> PROBLEM REQUIREMENTS
Continue the code review text below about the unset NEON build flag, starting right after its last line.

MATH_MARCH_FLAG_NEON is never set — ARM per-file flags are silently empty

For ARM builds, MATH_MARCH_FLAG_NEON is never assigned anywhere (the x86 path has setup_compiler_march_for_x86(...) which sets the three flag variables, but there is no equivalent call for ARM). set_source_files_properties(...COMPILE_FLAGS "${MATH_MARCH_FLAG_NEON}") therefore expands to an empty string, so all NEON/dispatch source files are compiled with whatever the global default flags happen to be instead of the intended -march=armv8-a+simd (or similar).

You need to define the variable before using it. For example:

elseif(CMAKE_SYSTEM_PROCESSOR MATCHES "aarch64|arm64|ARM64") set(MATH_MARCH_FLAG_NEON "-march=armv8-a+simd") # or armv8.2-a+fp16, etc. file(GLOB_RECURSE MATH_FILES_NEON ... )

greptile-apps · 2026-03-06T09:30:13Z

src/ailego/math/inner_product_matrix_fp16_dispatch.cc

+#if defined(__AVX__)
+  return InnerProductSparseInSegmentAVX(m_sparse_count, m_sparse_index,
+                                        m_sparse_value, q_sparse_count,
+                                        q_sparse_index, q_sparse_value);
+#elif defined(__AVX512FP16__)

> PROVIDED MATERIAL
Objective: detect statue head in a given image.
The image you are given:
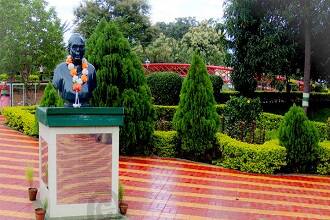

> THE REPLY
+  return InnerProductSparseInSegmentAVX512FP16(m_sparse_count, m_sparse_index,
+                                               m_sparse_value, q_sparse_count,
+                                               q_sparse_index, q_sparse_value);
+#else
+  return InnerProductSparseInSegment(m_sparse_count, m_sparse_index,
+                                     m_sparse_value, q_sparse_count,
+                                     q_sparse_index, q_sparse_value);
+#endif


AVX512FP16 sparse path is dead code — __AVX__ is always defined when __AVX512FP16__ is

The preprocessor checks __AVX__ before __AVX512FP16__. Because AVX512FP16 implies AVX (compiling with -march=sapphirerapids or similar also defines __AVX__), the #elif defined(__AVX512FP16__) branch is unreachable — the more optimal InnerProductSparseInSegmentAVX512FP16 path will never be taken. The higher-capability ISA must be checked first:

Suggested change

#if defined(__AVX__)

return InnerProductSparseInSegmentAVX(m_sparse_count, m_sparse_index,

m_sparse_value, q_sparse_count,

q_sparse_index, q_sparse_value);

#elif defined(__AVX512FP16__)

return InnerProductSparseInSegmentAVX512FP16(m_sparse_count, m_sparse_index,

m_sparse_value, q_sparse_count,

q_sparse_index, q_sparse_value);

#else

return InnerProductSparseInSegment(m_sparse_count, m_sparse_index,

m_sparse_value, q_sparse_count,

q_sparse_index, q_sparse_value);

#endif

#if defined(__AVX512FP16__)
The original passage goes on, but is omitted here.